■ **WORK REQUIRED**:
Extract the part of the Sydney yarn store thread below that runs between "1. Morris &" and "special 'scoop'/sale yarn bins/shelves.", inclusive, copying it word for word.

■ **TEXT EXTRACT**:
# Hey, Sydney-ites. Any great yarn stores in Sydney?



## G'ma Ruth

In mid April my husband and I will be spending four days before we board our cruise for the South Pacific. Any great yarn stores... Any recommendations for sight seeing?? Any great eating places to recommend? We love any cuisine especially hole in the wall restaurants. I'ld love your input.


----------



## In Memory of Scottybear

G'ma Ruth said:


> In mid April my husband and I will be spending four days before we board our cruise for the South Pacific. Any great yarn stores... Any recommendations for sight seeing?? Any great eating places to recommend? We love any cuisine especially hole in the wall restaurants. I'ld love your input.


A boat trip around Sydney Harbour, either morning or afternoon or even a luncheon cruise. Nothing beats it. Also a trip to the Blue Mountains. Andersons tours do a day trip with lunch included. Its quite a long day, but you do get to see a lot, and if you are lucky you get to learn to throw a boomerang.
If you like Chinese there are lots of chinese restaurants, and of course their is chinatown or Darling Harbour to wander around.
With only 4 days you would have to pick what you wanted to do. Not sure about LYS. I know there is one in Newtown, but sorry don't know where. Hopefully somebody that actually lives in Sydney would be able to help you with that. Enjoy your trip "down under".


----------



## quickbrownfoxph

G'day G'ma Ruth,

Hope you and your DH are well. Assuming that you will be staying near the city centre, here are a few nearby LYS:

1. Morris & Sons (http://www.morrisandsons.com.au/) at 50 York Street, Sydney - has the more upmarket yarns (Noro etc), New Zealand yarns and ones under their own label.

2. Right along the same side of York Street heading towards Market Street is Lincraft (http://www.lincraft.com.au/), a chain that sells craft items (yarn! ), fabric, patterns etc. They carry the cheaper yarn brands (Cleckheaton, Panda, Patons) and again, yarn under their own labels. Sometimes, they have special 'scoop'/sale yarn bins/shelves.

3. The Granny Square (http://thegrannysquare.com.au/ - website under construction) 47 King Street, Newtown - owned by Morris and Sons, but I think they carry a slightly different range of yarn... King Street in Newtown is one of the more interesting and older parts of Sydney, with lots of cafes, restaurants and shops (http://en.wikipedia.org/wiki/Newtown,_New_South_Wales)

4. The nearest Spotlight store (Spotlight is similar to Lincraft but has its own interesting ranges of yarn) is in Bondi Junction (http://www.spotlight.com.au/store/bondi). Bondi Junction is reachable by train and is a very short bus ride to Bondi Beach.

One 'hole in the wall' restaurant that I can recommend is a tiny Japanese restaurant on York Street (by far my favourite street in the city lol!) called Nazimi, that does very good Japanese food, both cooked and raw. Nazimi is just behind the Queen Victoria Building (QVB) shopping mall.

Point-based annotation data
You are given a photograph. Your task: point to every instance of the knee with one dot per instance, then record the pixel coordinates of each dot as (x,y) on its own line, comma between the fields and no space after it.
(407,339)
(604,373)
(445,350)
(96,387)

■ **TASK RESULT**:
1. Morris & Sons (http://www.morrisandsons.com.au/) at 50 York Street, Sydney - has the more upmarket yarns (Noro etc), New Zealand yarns and ones under their own label.

2. Right along the same side of York Street heading towards Market Street is Lincraft (http://www.lincraft.com.au/), a chain that sells craft items (yarn! ), fabric, patterns etc. They carry the cheaper yarn brands (Cleckheaton, Panda, Patons) and again, yarn under their own labels. Sometimes, they have special 'scoop'/sale yarn bins/shelves.